## Work task
From the entries below, return exactly the lines beginning at the one that contains "Q: Point to the blurred" and ending at the one that contains "Q: Point to the rat's fur", both of them included, and only those lines.

## Study material
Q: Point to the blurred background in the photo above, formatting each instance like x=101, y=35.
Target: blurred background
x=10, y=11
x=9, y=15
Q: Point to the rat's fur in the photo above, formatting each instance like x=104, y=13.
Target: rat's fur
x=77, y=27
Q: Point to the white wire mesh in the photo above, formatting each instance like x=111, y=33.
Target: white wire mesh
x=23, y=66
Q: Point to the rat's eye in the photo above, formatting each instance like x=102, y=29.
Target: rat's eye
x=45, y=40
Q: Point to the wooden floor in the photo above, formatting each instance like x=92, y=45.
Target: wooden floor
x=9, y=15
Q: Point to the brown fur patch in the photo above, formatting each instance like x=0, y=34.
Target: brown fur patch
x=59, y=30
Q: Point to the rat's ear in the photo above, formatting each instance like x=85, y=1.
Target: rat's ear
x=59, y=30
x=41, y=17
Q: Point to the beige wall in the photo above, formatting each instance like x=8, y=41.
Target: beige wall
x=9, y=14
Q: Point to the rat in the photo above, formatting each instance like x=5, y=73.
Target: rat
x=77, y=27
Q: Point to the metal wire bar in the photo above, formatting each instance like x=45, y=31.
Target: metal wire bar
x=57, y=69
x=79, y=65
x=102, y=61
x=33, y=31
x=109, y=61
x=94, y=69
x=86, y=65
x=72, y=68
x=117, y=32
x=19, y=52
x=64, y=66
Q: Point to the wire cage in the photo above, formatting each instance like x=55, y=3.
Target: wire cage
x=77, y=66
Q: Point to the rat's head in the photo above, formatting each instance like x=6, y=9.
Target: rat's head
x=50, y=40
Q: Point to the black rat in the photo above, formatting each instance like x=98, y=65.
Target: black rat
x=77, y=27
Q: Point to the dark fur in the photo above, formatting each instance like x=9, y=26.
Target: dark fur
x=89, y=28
--
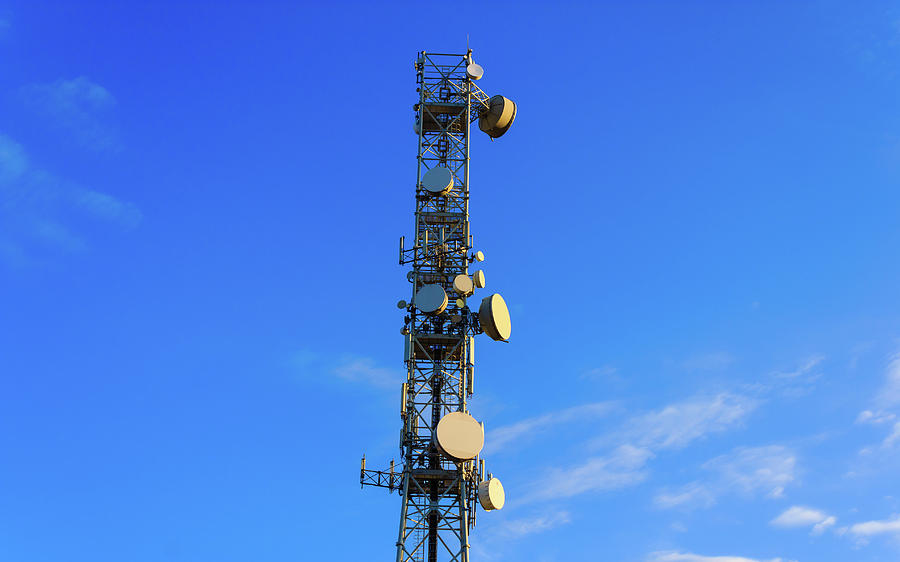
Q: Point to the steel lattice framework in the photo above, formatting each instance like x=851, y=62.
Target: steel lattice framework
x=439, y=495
--
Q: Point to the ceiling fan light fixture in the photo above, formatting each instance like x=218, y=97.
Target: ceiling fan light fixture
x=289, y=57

## Solution to this exercise
Q: Point to the blurred background in the photo above, formatting each instance like x=101, y=35.
Target: blurred background
x=10, y=11
x=9, y=15
Q: Point to the rat's fur in the photo above, formatting each instance like x=104, y=13.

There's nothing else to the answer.